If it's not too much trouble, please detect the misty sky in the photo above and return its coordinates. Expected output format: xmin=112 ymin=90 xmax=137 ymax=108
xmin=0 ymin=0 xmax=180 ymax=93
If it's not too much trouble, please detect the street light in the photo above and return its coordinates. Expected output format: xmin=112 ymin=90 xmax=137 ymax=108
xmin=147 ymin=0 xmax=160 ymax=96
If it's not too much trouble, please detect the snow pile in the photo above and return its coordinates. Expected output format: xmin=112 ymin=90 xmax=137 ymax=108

********************

» **Problem statement**
Rewrite every line of the data above as a Markdown table with the columns Row and Data line, numbering the rows in order and omitting blank lines.

» **Full solution**
| Row | Data line |
|---|---|
| 1 | If it's not too much trouble, please detect the misty sky in the photo above and return its coordinates. Expected output format: xmin=112 ymin=90 xmax=137 ymax=108 |
| 2 | xmin=0 ymin=0 xmax=180 ymax=93 |
| 3 | If it's not too much trouble, please detect the street light in the photo above and return its coordinates. Expected output format: xmin=112 ymin=90 xmax=137 ymax=108 |
| 4 | xmin=147 ymin=0 xmax=160 ymax=96 |
| 5 | If it's not too much trouble, please detect the snow pile in the photo above and return its coordinates. Expected output format: xmin=112 ymin=90 xmax=137 ymax=108 |